::: Given data :::

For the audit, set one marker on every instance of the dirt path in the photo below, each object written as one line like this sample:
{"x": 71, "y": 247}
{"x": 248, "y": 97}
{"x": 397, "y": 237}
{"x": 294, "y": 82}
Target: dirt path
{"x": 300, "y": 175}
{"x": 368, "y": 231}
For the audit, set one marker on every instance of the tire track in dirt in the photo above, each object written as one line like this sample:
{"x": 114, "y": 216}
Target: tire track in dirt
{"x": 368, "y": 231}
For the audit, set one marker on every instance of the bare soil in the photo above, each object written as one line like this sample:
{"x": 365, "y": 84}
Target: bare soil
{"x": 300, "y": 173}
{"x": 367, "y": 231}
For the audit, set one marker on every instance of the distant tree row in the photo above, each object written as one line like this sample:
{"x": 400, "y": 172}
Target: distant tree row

:::

● Exercise goal
Update the entries above so that each "marker" becomes "pin", and leave everything else unchanged.

● Result of the task
For the audit, set one pin on every instance of the dirt path in the photo below, each object written as one line like this sample:
{"x": 71, "y": 247}
{"x": 248, "y": 97}
{"x": 397, "y": 237}
{"x": 294, "y": 82}
Target: dirt path
{"x": 300, "y": 175}
{"x": 368, "y": 231}
For the audit, set one pin on every instance of the tire track in dirt in the photo above, each object written as one line like this sample:
{"x": 114, "y": 216}
Target: tire track in dirt
{"x": 368, "y": 231}
For the audit, set one pin on every instance of the bare soil in the photo above, each object written as one line like this sample:
{"x": 365, "y": 84}
Target: bare soil
{"x": 300, "y": 173}
{"x": 367, "y": 231}
For the audit, set one pin on every instance of the distant tree row in the photo above, each object written as one line like this sample:
{"x": 400, "y": 172}
Target: distant tree row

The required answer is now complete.